Challenge
Transfer all the records below in full, requests included, and add 37 to every bounding-box coordinate in the answers. Leave the requests and their sample coordinates unchanged.

Data shown
____________________

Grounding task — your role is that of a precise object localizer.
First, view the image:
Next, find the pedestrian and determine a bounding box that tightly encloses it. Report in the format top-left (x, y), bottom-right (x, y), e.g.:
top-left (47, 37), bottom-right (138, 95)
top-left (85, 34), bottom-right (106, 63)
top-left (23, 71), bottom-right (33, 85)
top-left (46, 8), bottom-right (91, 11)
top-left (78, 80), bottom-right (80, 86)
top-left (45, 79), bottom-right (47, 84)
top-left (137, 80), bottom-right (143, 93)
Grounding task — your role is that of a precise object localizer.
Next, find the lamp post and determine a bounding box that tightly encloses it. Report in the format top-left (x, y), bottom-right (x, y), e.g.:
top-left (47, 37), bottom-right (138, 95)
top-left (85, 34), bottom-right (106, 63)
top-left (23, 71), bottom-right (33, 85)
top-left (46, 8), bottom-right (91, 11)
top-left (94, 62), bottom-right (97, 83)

____________________

Solution below
Grounding task — your role is that of a precise object localizer.
First, view the image:
Next, find the pedestrian and determine a bounding box that tightly encloses it. Report in the format top-left (x, y), bottom-right (x, y), e.g.:
top-left (47, 37), bottom-right (138, 95)
top-left (85, 34), bottom-right (106, 63)
top-left (23, 71), bottom-right (33, 85)
top-left (46, 8), bottom-right (91, 11)
top-left (115, 117), bottom-right (117, 123)
top-left (82, 116), bottom-right (84, 121)
top-left (174, 117), bottom-right (180, 130)
Grounding task — your role is that of a precise object localizer.
Next, find the lamp post and determine a bounding box that tightly encloses it. Report in the format top-left (x, y), bottom-right (x, y), e.g.:
top-left (47, 37), bottom-right (138, 95)
top-left (85, 34), bottom-right (106, 63)
top-left (23, 71), bottom-right (33, 85)
top-left (46, 8), bottom-right (91, 11)
top-left (131, 99), bottom-right (134, 120)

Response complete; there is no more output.